[Source passage]

14ymedio, Havana, 14 October 2020 — A deafening screech, like metal bending, was the signal received by the residents of a three-story building on Lucena Street, between San Miguel and San Rafael, in Centro Habana, before their home collapsed, leaving them without nothing.
“It was around 3:30 in the morning. A neighbor who was watching television at that time began to warn everyone, alerted by the noise of the building that was giving way and gradually cracking, which allowed everyone to get out,” a resident told this newspaper.
“The dog began to bark very excitedly and no one knew what was happening to him,” says another resident of the property who, after seeing his pet’s nervous reaction, decided to go outside carrying him. “I didn’t even have time to pick up my wallet, so I was left with nothing.”
Neighbors living near the building also told 14ymedio that they felt a deafening noise “like metal bending” that allowed people to run and wake up other residents. “When they came out, at that very moment, it fell.”
According to a neighbor who still has not gotten over the scare, the rear part of the property and the entire interior collapsed: “The doors of a store on the ground floor came off and were left outside.”

[/Source passage]

Exercise brief: Rewrite the stretch of the building collapse report from "14ymedio, Havana, 14" through "them without nothing.", putting "groan" in place of "screech".

[Provided data]

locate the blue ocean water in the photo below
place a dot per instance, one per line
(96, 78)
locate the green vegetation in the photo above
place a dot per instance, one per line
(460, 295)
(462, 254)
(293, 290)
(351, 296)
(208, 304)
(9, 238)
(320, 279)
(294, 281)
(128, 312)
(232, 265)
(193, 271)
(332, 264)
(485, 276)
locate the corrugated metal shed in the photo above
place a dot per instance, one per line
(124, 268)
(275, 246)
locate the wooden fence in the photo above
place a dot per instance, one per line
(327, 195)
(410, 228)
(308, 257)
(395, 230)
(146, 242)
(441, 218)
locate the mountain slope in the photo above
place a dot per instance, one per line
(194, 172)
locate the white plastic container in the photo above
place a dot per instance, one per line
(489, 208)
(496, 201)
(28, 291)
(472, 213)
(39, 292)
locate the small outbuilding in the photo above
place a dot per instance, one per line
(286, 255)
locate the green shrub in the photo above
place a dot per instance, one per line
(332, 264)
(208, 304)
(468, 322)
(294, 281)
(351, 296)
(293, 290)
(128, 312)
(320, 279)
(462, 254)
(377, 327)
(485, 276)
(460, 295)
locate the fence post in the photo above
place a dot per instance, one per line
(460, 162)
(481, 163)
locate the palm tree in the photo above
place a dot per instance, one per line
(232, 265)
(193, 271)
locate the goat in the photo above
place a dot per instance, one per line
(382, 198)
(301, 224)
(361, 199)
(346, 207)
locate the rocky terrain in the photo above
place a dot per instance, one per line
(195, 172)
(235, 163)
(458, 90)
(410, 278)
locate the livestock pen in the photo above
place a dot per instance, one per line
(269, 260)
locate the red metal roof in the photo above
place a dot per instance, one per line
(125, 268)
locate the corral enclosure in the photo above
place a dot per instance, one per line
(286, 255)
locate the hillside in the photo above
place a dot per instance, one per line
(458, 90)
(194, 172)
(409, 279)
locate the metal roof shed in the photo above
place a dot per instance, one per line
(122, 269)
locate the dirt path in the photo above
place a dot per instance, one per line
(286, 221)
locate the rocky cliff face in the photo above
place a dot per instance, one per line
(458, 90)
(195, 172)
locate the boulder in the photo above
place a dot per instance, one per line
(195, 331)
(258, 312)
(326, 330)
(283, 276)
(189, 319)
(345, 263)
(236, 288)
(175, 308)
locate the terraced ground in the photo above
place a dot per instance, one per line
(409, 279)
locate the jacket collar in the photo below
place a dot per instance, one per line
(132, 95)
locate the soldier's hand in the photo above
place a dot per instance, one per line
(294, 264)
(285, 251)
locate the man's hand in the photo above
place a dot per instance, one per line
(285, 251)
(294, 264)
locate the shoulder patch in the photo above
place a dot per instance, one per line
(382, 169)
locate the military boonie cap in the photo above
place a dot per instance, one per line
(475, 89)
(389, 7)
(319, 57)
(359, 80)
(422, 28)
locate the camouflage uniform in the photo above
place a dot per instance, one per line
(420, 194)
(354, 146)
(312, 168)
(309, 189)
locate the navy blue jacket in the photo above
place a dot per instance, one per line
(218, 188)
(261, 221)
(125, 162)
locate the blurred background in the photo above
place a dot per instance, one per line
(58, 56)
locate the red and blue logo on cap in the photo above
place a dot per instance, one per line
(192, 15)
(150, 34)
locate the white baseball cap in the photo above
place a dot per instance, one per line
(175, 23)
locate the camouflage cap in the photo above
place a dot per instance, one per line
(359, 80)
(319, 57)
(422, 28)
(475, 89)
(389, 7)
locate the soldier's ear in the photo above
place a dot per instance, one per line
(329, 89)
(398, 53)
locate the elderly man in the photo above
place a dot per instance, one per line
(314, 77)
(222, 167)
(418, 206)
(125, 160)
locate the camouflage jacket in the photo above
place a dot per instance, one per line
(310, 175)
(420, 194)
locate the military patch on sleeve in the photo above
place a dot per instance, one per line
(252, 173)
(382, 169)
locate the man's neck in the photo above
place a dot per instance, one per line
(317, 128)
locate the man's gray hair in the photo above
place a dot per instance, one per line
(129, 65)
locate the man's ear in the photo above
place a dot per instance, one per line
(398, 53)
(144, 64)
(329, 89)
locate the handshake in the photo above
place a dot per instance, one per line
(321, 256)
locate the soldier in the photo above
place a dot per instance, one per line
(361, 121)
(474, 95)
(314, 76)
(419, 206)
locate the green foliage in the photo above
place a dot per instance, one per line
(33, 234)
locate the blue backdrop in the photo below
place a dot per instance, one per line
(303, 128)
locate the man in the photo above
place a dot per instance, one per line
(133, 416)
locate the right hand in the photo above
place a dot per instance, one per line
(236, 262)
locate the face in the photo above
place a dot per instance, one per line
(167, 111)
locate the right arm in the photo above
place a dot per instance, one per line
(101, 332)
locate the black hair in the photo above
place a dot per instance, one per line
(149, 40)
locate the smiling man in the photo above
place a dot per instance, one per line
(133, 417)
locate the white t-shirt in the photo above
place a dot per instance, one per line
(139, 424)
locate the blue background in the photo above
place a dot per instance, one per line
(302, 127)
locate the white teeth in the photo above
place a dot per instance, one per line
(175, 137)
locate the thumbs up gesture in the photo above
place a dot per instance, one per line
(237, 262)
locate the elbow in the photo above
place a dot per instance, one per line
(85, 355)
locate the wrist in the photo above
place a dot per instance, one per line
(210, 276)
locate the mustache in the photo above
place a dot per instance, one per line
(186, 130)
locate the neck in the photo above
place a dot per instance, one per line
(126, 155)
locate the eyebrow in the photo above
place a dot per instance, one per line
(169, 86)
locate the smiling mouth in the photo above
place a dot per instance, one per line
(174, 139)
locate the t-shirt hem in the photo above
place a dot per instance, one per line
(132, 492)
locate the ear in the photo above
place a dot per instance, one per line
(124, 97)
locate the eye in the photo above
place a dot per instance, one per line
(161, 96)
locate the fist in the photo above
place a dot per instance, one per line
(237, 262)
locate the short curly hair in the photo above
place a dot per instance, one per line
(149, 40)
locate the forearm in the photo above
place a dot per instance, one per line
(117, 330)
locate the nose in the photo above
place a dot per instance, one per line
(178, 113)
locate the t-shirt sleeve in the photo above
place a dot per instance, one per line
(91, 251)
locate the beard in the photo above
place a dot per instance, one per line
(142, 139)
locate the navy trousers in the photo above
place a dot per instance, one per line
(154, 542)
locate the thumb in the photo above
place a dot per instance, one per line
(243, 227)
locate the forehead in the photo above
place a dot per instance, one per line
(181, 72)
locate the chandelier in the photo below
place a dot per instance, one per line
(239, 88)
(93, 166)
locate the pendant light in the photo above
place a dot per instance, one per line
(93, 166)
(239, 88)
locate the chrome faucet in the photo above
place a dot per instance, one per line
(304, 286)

[/Provided data]

Answer to this task:
14ymedio, Havana, 14 October 2020 — A deafening groan, like metal bending, was the signal received by the residents of a three-story building on Lucena Street, between San Miguel and San Rafael, in Centro Habana, before their home collapsed, leaving them without nothing.